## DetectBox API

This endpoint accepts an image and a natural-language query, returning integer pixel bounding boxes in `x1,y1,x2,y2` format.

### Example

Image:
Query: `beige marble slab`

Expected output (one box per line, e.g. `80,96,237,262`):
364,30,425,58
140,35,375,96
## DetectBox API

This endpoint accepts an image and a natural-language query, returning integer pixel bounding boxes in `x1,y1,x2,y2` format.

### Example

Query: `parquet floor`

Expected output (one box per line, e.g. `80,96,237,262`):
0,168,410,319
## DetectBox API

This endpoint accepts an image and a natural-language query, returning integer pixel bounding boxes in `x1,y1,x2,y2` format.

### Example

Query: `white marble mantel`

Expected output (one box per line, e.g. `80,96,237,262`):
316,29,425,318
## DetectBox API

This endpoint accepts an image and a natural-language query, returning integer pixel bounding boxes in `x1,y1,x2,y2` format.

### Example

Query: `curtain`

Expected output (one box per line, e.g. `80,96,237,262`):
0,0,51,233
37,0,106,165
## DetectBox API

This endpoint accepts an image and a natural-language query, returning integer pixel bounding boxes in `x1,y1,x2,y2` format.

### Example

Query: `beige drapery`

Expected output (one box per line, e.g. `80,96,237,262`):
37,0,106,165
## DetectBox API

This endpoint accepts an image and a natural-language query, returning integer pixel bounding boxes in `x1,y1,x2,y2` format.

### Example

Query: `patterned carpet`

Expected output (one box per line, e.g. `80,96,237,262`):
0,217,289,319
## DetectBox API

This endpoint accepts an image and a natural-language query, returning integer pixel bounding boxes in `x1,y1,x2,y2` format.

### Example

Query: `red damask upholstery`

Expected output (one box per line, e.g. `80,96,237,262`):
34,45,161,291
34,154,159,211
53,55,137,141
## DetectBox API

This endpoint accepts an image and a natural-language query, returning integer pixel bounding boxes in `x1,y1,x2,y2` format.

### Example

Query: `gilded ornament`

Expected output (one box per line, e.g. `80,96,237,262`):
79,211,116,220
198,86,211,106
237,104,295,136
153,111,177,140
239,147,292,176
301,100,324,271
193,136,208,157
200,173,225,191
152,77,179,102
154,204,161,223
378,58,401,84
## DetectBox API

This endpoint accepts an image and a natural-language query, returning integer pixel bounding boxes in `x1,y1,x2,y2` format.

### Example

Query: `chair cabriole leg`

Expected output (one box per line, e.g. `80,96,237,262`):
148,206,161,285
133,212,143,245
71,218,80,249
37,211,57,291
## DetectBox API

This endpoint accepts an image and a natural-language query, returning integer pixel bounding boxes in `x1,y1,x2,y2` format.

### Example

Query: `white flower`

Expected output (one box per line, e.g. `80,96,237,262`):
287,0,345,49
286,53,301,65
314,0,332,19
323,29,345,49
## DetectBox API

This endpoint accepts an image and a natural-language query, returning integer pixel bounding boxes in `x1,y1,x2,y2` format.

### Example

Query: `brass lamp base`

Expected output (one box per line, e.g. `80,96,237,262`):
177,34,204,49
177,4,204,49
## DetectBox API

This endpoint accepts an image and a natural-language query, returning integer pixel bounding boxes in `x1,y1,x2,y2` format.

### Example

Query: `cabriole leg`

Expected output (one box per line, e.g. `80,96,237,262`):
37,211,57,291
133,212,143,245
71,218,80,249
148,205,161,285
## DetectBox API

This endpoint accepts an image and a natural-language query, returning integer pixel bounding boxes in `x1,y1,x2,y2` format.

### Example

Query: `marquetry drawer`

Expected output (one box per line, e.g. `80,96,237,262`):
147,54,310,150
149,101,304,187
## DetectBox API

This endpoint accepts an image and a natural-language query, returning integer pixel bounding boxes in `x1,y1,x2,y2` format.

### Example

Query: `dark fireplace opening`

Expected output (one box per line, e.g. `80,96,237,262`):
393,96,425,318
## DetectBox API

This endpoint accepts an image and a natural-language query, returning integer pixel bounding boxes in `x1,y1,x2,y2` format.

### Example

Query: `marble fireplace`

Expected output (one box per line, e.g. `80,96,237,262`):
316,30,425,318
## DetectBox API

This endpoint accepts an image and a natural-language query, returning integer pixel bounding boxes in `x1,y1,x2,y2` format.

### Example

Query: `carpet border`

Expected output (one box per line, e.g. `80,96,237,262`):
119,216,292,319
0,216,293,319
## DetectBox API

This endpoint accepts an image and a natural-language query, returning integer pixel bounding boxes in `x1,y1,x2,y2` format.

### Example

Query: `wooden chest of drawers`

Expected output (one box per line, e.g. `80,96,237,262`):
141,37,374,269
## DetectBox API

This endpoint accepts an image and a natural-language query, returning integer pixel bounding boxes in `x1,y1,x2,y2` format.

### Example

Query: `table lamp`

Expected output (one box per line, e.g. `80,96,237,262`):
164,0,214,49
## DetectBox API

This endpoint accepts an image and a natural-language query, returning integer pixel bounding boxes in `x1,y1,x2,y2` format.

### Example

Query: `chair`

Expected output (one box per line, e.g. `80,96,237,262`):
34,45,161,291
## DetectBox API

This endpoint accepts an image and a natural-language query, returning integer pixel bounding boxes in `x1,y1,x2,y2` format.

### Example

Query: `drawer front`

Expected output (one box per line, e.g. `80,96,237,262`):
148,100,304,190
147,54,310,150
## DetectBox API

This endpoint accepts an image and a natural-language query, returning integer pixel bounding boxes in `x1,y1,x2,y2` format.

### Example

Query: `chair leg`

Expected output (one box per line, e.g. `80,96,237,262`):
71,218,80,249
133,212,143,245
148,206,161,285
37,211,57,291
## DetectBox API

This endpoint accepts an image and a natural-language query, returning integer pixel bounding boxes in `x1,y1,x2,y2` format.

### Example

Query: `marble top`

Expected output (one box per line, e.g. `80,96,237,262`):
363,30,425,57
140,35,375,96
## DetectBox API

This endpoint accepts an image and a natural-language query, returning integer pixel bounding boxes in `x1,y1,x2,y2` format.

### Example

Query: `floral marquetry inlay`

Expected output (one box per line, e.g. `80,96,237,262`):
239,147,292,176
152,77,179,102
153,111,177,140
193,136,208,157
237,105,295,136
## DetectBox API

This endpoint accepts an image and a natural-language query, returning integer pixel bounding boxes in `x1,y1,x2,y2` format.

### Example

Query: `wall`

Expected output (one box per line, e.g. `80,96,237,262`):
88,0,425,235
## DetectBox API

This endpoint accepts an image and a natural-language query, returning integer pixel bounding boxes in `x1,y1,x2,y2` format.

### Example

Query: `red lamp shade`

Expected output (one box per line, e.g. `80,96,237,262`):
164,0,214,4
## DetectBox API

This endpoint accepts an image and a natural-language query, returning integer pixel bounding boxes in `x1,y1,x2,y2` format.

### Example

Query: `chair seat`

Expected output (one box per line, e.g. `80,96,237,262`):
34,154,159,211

****************

*Consignes*
Rassemblez toutes les lignes des items ci-dessus qui contiennent la chaîne « fireplace » et recopiez-les. La casse compte.

*Réponse attendue*
Query: `dark fireplace opening`
Query: `marble fireplace`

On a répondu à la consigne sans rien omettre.